• Task instructions:
Rewrite the rows between the line holding "--target clear sky" and the line holding "M 188 74 L 223", inclusive, replacing "clear sky" with "open sky" and leaving everything else unchanged.

Source records

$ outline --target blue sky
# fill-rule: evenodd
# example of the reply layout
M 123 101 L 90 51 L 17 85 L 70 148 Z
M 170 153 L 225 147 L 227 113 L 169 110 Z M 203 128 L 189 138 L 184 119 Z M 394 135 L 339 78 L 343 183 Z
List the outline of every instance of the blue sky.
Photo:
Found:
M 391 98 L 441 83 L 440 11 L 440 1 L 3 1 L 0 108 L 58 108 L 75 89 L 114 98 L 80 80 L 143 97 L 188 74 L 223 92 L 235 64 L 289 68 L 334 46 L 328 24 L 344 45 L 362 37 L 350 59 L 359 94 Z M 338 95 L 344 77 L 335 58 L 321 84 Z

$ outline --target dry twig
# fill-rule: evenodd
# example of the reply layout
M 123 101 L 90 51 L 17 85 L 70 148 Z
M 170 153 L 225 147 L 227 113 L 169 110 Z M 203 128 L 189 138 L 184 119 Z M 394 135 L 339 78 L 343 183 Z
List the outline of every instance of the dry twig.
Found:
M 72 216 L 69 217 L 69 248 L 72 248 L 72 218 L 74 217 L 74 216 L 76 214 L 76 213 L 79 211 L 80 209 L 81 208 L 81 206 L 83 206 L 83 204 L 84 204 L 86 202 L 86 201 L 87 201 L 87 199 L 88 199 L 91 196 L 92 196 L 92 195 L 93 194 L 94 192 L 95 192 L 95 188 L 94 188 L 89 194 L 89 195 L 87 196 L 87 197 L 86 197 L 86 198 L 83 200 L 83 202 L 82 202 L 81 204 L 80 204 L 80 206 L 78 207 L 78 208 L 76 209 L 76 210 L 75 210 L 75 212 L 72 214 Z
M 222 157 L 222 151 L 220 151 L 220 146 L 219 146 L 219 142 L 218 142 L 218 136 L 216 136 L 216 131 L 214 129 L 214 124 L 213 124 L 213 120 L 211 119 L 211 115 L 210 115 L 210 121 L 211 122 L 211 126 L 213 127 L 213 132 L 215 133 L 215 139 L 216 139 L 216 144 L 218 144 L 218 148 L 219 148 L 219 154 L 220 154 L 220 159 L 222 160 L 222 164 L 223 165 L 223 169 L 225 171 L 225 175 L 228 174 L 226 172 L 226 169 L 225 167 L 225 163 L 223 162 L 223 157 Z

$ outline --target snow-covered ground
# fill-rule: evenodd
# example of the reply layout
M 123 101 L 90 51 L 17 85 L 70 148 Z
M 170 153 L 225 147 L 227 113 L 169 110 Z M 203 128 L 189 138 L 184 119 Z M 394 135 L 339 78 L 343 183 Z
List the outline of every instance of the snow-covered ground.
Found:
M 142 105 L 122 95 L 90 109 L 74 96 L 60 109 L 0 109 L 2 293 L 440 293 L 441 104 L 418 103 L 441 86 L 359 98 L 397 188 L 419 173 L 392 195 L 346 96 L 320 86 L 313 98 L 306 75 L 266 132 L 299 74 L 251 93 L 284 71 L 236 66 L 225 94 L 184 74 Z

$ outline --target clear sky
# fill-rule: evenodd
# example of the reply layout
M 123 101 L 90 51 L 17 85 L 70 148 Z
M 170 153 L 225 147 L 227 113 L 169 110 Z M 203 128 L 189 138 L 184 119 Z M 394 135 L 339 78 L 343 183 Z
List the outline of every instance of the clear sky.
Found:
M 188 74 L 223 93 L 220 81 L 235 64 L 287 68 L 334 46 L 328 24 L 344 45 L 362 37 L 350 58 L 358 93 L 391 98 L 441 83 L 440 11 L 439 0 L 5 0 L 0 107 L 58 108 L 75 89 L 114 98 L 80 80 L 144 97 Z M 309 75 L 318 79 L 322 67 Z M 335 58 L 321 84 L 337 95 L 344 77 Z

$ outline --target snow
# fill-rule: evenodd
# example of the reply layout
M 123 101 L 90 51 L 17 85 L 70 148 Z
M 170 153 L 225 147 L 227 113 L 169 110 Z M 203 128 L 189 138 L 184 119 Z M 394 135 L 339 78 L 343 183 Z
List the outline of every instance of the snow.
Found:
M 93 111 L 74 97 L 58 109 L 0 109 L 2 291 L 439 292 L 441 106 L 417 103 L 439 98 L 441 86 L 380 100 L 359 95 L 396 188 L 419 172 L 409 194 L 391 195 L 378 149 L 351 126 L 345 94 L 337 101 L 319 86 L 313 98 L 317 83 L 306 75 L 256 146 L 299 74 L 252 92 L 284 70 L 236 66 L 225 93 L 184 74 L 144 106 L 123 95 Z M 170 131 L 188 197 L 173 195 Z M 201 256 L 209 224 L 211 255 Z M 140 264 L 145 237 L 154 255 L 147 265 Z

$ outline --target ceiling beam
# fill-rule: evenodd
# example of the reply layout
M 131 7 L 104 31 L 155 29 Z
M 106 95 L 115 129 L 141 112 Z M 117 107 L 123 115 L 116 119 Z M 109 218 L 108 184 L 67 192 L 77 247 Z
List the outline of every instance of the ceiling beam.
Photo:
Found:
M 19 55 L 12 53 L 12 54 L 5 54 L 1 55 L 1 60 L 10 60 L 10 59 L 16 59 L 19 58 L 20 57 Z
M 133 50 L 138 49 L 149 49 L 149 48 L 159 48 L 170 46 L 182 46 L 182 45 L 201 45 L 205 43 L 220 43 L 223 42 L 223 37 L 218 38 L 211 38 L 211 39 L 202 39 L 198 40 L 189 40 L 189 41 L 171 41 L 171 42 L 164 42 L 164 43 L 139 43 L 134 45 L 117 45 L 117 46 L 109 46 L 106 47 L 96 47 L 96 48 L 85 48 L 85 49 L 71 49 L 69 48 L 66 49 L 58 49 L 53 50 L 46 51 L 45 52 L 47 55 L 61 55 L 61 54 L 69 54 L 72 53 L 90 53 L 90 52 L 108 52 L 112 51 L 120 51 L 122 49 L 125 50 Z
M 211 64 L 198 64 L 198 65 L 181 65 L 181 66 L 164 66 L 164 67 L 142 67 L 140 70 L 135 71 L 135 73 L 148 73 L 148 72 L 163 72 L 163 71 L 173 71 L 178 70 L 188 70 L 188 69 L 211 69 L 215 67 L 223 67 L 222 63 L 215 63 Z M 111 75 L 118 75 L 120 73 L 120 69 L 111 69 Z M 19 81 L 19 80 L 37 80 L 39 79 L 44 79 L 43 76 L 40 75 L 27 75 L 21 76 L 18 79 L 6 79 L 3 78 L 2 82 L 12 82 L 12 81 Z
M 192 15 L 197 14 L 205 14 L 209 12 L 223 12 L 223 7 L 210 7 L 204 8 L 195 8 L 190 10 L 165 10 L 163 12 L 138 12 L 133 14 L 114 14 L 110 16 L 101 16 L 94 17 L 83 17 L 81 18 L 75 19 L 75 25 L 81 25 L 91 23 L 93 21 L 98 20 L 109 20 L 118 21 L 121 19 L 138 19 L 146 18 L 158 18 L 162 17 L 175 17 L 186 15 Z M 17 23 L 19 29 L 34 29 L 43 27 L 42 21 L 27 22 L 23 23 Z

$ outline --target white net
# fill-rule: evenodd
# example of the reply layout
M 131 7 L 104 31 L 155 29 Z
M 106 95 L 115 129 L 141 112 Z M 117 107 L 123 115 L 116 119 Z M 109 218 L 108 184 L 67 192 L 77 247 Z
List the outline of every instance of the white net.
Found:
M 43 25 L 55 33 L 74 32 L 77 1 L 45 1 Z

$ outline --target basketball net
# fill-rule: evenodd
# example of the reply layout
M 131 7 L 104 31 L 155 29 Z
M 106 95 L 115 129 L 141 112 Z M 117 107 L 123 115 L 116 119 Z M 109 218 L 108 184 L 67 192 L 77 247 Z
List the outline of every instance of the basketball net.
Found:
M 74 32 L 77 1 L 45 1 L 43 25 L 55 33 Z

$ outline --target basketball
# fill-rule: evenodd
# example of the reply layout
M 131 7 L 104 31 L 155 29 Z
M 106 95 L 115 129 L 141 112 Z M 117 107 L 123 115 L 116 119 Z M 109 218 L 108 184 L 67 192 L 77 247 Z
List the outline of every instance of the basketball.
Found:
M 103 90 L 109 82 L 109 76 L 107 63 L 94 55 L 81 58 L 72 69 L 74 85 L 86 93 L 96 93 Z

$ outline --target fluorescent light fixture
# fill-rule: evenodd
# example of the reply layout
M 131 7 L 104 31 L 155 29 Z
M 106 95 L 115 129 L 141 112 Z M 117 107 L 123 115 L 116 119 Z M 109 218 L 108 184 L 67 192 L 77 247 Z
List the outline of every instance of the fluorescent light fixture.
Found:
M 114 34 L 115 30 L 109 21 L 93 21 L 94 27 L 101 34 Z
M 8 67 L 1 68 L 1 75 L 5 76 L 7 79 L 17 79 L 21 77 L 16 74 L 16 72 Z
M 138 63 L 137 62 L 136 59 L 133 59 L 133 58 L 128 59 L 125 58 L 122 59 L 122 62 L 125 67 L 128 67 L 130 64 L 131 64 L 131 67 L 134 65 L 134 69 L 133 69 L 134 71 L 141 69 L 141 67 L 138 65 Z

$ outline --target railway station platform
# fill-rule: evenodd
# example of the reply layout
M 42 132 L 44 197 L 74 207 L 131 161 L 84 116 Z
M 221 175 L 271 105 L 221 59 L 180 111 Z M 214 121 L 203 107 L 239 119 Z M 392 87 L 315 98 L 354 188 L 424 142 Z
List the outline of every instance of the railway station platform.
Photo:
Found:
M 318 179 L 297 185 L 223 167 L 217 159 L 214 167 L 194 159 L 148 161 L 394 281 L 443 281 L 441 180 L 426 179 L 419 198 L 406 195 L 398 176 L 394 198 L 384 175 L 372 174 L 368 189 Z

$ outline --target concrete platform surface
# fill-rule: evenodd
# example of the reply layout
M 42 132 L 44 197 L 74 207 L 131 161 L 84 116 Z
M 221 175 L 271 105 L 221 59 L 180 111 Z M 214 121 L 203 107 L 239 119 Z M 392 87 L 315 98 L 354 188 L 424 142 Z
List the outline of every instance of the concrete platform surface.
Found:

• Worked solution:
$ outline --target open sky
# fill-rule: evenodd
# example of the reply layout
M 123 101 L 90 51 L 17 85 L 70 148 Z
M 170 153 L 225 147 L 227 113 L 169 110 Z M 203 128 L 189 138 L 184 119 Z M 394 135 L 339 78 L 343 183 Z
List the outline of every instance of the open sky.
Found:
M 188 74 L 223 93 L 220 81 L 235 64 L 287 68 L 334 46 L 328 24 L 344 45 L 362 37 L 350 58 L 358 93 L 391 98 L 441 83 L 440 11 L 439 0 L 5 0 L 0 107 L 58 108 L 75 89 L 114 98 L 80 80 L 144 97 Z M 309 75 L 318 79 L 322 67 Z M 335 58 L 321 84 L 337 95 L 344 77 Z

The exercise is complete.